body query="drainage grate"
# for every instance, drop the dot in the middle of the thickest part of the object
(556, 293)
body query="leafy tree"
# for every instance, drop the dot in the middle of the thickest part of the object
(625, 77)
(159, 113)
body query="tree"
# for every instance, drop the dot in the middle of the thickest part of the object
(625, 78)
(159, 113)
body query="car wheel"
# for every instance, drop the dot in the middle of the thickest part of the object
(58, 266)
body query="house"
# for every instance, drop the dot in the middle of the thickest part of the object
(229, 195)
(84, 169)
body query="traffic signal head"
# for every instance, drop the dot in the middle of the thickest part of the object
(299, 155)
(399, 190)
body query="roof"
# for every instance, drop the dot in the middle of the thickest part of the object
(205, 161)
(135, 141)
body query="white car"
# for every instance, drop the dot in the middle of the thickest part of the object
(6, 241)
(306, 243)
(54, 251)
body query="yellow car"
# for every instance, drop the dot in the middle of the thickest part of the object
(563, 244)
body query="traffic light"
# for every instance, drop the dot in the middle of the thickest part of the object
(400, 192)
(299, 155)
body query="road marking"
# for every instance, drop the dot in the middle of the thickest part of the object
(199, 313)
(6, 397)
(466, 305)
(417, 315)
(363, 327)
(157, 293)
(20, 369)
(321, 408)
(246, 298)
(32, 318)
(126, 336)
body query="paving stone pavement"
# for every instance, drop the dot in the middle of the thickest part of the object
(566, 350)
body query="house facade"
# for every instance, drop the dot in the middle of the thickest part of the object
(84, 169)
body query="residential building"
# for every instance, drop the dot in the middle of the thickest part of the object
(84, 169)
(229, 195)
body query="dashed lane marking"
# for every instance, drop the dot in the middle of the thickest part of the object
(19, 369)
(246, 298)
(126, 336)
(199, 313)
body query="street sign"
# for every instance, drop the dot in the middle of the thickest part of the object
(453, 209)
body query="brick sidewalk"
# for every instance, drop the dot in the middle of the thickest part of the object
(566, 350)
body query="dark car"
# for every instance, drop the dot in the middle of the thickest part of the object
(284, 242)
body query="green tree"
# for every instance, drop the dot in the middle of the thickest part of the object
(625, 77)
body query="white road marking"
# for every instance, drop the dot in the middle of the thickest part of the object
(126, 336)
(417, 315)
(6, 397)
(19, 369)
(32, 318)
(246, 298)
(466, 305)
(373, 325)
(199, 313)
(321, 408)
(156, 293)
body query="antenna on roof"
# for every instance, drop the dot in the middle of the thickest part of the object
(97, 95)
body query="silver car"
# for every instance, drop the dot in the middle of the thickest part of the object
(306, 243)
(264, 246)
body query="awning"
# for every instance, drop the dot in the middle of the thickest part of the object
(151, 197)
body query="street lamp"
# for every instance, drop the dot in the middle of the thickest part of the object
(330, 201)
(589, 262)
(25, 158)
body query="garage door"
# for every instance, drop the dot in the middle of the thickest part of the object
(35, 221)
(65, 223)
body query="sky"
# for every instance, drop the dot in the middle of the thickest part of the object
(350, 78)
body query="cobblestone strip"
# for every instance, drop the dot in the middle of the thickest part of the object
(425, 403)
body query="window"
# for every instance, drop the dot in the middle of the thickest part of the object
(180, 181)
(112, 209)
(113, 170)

------------------------------

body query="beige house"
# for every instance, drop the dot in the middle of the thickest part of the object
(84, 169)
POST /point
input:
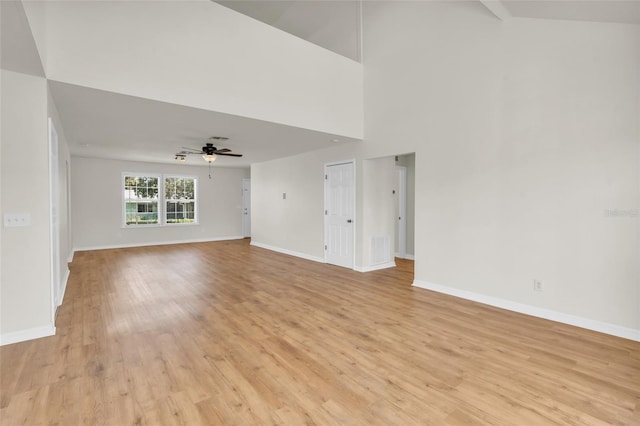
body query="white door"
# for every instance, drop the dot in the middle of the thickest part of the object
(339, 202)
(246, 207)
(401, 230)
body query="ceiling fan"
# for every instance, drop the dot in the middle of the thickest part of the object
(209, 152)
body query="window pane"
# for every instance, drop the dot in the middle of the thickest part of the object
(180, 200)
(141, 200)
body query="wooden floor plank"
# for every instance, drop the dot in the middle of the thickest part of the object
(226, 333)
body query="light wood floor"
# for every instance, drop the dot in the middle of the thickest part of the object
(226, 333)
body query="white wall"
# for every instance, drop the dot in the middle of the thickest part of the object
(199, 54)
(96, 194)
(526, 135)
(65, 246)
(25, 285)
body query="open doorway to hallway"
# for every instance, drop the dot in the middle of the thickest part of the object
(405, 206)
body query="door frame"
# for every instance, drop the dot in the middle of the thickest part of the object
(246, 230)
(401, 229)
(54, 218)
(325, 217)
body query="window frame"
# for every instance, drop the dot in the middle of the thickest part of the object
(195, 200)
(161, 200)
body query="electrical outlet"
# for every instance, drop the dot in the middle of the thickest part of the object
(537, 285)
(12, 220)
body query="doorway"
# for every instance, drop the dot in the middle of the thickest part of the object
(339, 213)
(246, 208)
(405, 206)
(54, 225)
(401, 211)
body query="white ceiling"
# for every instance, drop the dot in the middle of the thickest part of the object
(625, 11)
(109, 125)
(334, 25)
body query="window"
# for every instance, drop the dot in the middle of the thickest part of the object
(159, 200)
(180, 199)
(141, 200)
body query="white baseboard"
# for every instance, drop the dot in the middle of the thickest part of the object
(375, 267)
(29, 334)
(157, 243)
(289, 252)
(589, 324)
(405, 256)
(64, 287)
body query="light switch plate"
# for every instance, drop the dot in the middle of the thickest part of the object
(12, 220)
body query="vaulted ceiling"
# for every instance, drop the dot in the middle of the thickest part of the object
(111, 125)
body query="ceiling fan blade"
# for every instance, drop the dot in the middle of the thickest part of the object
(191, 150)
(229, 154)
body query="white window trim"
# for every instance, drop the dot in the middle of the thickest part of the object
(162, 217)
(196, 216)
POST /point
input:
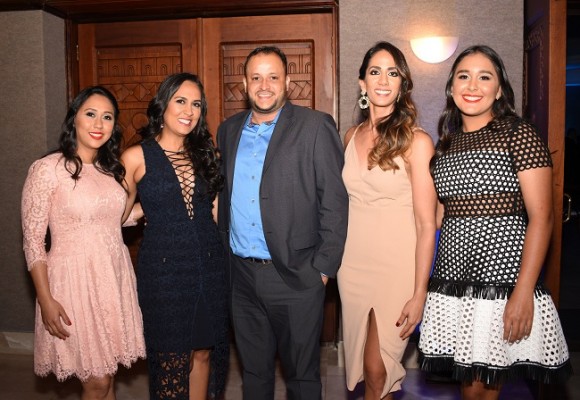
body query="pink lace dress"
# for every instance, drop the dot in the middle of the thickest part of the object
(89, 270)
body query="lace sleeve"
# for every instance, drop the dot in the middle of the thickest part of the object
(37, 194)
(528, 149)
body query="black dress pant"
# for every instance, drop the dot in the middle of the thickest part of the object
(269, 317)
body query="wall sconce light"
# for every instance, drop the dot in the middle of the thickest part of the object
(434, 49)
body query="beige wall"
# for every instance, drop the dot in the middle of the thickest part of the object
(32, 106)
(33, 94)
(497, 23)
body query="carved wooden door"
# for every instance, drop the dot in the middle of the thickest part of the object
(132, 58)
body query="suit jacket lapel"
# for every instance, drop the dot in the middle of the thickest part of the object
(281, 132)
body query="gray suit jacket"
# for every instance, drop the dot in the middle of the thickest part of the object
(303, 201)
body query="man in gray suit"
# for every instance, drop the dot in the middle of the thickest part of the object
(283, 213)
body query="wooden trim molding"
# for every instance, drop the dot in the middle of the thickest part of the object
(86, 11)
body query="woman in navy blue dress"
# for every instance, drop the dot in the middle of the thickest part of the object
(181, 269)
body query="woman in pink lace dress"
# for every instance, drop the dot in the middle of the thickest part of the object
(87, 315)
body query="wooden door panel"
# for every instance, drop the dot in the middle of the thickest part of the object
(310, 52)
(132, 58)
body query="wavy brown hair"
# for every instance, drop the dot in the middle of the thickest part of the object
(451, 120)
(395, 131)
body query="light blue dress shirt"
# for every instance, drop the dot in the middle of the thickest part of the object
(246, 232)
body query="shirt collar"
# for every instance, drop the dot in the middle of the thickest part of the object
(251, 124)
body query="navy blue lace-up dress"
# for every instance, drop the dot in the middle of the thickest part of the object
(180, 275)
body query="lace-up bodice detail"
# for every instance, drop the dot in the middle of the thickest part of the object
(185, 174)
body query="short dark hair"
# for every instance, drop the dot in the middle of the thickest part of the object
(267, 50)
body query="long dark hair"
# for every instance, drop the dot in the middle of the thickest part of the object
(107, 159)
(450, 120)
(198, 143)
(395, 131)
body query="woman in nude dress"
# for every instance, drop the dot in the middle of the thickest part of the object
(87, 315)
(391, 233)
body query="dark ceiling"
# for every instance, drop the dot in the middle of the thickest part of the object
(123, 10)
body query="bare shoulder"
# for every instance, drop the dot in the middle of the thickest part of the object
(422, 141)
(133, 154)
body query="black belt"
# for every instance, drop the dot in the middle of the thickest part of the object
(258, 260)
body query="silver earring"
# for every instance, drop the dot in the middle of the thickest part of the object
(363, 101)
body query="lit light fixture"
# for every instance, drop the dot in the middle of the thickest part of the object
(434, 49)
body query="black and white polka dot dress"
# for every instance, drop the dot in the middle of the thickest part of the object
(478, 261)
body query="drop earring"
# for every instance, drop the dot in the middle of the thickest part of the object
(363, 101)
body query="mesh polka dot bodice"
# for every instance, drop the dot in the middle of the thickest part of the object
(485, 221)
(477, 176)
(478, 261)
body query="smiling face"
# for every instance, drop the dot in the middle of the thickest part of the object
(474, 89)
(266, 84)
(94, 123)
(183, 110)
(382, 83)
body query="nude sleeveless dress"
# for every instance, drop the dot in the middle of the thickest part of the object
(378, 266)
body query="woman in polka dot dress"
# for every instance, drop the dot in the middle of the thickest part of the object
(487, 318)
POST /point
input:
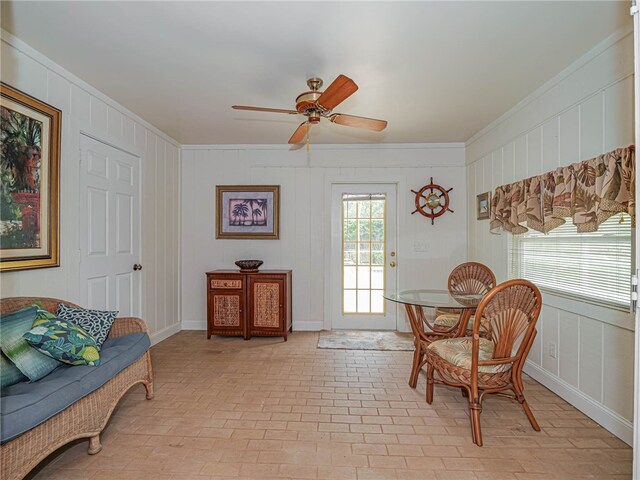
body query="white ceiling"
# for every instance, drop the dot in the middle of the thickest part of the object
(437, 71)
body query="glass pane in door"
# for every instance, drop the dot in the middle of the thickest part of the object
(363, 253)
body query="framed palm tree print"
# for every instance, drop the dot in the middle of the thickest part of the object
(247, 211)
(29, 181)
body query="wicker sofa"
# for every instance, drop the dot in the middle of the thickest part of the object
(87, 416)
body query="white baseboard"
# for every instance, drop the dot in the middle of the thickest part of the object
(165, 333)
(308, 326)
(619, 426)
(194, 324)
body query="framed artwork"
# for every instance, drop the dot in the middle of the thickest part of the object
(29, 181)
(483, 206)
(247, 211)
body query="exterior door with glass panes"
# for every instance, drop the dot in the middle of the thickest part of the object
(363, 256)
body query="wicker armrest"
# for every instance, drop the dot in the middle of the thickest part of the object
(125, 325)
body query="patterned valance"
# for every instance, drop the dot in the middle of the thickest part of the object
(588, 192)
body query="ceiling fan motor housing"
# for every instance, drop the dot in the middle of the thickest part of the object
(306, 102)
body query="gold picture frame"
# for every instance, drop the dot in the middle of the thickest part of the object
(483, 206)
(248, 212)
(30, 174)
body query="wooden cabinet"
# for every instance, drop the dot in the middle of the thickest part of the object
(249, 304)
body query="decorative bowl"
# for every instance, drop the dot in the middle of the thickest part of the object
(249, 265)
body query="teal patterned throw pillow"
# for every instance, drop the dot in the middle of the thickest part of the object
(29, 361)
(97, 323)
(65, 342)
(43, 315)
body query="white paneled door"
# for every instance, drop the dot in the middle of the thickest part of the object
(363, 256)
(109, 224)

------------------------------

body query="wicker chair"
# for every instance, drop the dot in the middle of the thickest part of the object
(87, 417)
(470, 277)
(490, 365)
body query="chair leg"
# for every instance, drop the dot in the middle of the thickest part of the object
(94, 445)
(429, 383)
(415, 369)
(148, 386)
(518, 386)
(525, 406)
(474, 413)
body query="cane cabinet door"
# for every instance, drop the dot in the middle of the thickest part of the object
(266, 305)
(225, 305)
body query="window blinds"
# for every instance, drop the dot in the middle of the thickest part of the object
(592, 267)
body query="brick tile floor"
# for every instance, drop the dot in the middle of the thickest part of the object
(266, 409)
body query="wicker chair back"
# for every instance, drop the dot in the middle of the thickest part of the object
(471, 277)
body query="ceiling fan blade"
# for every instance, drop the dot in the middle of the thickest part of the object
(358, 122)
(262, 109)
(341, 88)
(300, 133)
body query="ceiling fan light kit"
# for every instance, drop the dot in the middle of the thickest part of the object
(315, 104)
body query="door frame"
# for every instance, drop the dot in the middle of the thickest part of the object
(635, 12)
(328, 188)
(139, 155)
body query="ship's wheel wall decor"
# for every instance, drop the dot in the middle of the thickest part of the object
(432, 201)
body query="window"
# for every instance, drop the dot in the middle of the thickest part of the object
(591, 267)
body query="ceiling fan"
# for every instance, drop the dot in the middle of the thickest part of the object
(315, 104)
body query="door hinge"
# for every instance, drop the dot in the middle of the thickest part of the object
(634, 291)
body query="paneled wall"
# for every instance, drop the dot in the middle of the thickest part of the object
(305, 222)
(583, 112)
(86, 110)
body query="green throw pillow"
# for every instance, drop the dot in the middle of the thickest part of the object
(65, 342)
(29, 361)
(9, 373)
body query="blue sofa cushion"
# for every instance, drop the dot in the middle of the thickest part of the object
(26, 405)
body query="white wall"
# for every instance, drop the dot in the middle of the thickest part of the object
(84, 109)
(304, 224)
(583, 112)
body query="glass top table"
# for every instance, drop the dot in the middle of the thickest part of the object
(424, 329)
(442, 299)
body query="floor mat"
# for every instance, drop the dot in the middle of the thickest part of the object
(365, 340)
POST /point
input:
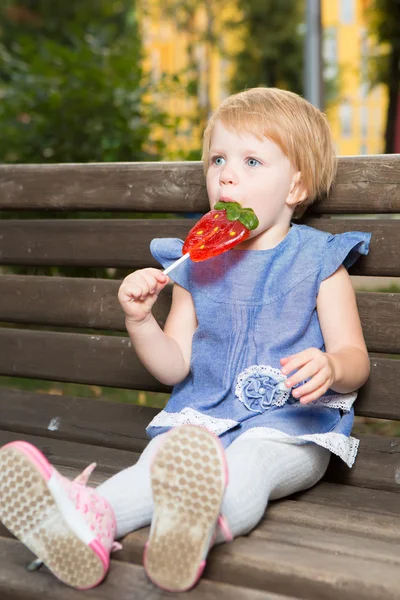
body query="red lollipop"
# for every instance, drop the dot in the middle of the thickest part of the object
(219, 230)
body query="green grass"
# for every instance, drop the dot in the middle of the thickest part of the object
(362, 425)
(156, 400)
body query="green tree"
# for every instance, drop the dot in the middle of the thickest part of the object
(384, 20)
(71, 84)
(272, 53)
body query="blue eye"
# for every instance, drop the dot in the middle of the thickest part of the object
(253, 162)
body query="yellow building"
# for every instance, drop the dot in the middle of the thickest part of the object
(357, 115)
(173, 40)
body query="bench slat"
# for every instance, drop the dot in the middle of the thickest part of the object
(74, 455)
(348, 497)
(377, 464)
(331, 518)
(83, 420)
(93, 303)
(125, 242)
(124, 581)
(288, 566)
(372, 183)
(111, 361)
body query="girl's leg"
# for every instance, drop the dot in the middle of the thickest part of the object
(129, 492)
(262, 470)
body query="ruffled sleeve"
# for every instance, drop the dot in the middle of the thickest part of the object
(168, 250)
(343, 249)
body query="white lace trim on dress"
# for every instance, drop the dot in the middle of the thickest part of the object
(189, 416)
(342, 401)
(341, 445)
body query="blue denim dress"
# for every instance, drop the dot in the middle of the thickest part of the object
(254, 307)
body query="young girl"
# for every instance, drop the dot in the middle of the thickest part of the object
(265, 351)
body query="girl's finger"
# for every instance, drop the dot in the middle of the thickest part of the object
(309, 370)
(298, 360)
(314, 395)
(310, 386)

------------------------------

## EXERCISE AIM
State only the count of lines above that hold the string "yellow".

## RESPONSE TO THE EXERCISE
2